• Goal
Write out the lines of the material word for word, from the line containing "like (482, 81)." through the line containing "Target: white siding", including both of those lines. Leave the pictures out of your answer.

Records
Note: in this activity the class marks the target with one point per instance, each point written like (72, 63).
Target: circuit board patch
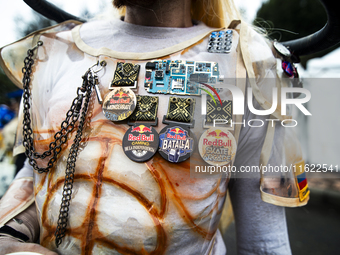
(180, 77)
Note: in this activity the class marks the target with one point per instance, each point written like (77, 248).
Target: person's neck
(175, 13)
--
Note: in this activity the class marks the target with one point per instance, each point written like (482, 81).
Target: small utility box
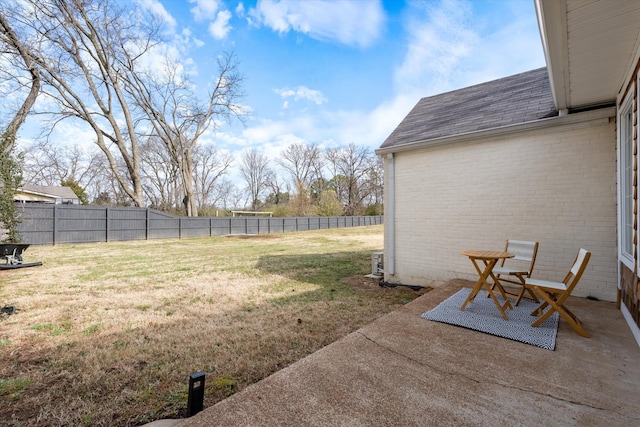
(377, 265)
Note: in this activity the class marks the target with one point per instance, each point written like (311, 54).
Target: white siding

• Response to the task
Note: in this activity the class marks the target with one point per instance, each point written like (482, 81).
Target: small utility box
(377, 265)
Note: in this activity the class marks the target with one point per instance, each point written like (311, 54).
Target: white siding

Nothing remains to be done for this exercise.